-- Start --
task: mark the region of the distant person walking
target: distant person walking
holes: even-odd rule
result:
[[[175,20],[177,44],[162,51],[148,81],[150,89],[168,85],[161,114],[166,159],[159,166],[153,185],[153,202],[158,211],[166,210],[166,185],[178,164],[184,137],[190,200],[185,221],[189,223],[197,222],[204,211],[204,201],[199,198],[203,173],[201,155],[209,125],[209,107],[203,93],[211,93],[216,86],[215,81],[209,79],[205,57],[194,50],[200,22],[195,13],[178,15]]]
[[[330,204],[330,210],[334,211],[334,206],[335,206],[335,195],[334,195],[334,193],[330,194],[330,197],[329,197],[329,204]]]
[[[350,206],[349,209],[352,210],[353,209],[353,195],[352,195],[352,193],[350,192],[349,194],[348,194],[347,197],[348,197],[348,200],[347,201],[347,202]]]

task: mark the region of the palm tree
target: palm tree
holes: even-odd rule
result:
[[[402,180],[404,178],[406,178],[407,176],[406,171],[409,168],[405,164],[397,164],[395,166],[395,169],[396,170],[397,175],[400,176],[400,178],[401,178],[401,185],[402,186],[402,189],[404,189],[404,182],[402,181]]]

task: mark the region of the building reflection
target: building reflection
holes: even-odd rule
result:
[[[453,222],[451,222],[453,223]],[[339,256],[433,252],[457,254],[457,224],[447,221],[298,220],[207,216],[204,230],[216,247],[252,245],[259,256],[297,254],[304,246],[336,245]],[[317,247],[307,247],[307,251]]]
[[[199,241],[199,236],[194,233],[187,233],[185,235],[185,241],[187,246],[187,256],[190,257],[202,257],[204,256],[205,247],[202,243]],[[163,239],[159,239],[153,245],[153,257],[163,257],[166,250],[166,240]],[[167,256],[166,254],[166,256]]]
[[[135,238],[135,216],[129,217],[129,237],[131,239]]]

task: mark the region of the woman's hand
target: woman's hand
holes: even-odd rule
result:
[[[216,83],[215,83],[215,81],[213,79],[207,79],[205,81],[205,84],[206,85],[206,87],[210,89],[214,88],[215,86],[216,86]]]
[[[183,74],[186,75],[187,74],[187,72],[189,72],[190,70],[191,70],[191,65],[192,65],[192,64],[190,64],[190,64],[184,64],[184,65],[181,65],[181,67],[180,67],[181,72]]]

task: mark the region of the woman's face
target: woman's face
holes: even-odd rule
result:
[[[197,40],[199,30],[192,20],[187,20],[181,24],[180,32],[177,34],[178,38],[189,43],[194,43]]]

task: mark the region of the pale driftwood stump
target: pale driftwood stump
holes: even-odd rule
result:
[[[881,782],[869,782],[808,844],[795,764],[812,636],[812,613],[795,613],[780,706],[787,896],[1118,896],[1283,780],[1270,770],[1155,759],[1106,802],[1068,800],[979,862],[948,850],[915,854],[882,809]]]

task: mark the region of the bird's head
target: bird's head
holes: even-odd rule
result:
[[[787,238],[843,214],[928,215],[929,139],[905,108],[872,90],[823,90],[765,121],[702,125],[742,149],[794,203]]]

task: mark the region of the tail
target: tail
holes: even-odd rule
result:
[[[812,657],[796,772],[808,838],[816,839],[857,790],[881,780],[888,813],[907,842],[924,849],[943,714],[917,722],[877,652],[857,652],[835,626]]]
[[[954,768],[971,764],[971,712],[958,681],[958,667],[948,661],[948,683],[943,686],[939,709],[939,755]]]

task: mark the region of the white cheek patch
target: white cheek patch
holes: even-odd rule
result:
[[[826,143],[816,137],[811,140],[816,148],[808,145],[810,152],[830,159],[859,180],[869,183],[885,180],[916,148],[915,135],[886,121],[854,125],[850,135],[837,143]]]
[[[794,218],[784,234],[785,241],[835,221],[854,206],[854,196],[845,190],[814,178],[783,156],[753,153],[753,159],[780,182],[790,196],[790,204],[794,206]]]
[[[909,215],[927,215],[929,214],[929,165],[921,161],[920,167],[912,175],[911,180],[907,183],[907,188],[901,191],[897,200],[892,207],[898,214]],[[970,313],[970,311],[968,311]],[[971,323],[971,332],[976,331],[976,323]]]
-- End --
**Work required**
Render the lines of the listing as a numbered list, from the line containing "task: mark the region of the white" through the end of the listing, inclusive, leaving out any blank lines.

**Output for this exercise**
1. task: mark the region of the white cheek patch
2. target: white cheek patch
3. holes: even-odd rule
4. result:
5. [[[826,143],[816,137],[811,140],[816,148],[808,145],[810,152],[830,159],[859,180],[869,183],[885,180],[916,148],[915,135],[886,121],[854,125],[850,135],[837,143]]]
6. [[[794,218],[784,234],[785,241],[835,221],[854,206],[854,196],[845,190],[814,178],[783,156],[753,153],[753,159],[780,182],[790,196],[790,204],[794,206]]]
7. [[[909,215],[927,215],[929,214],[929,165],[921,161],[920,167],[912,175],[911,180],[907,183],[907,188],[901,191],[897,200],[892,207],[898,214]],[[970,313],[970,311],[968,311]],[[971,323],[971,332],[976,331],[976,323]]]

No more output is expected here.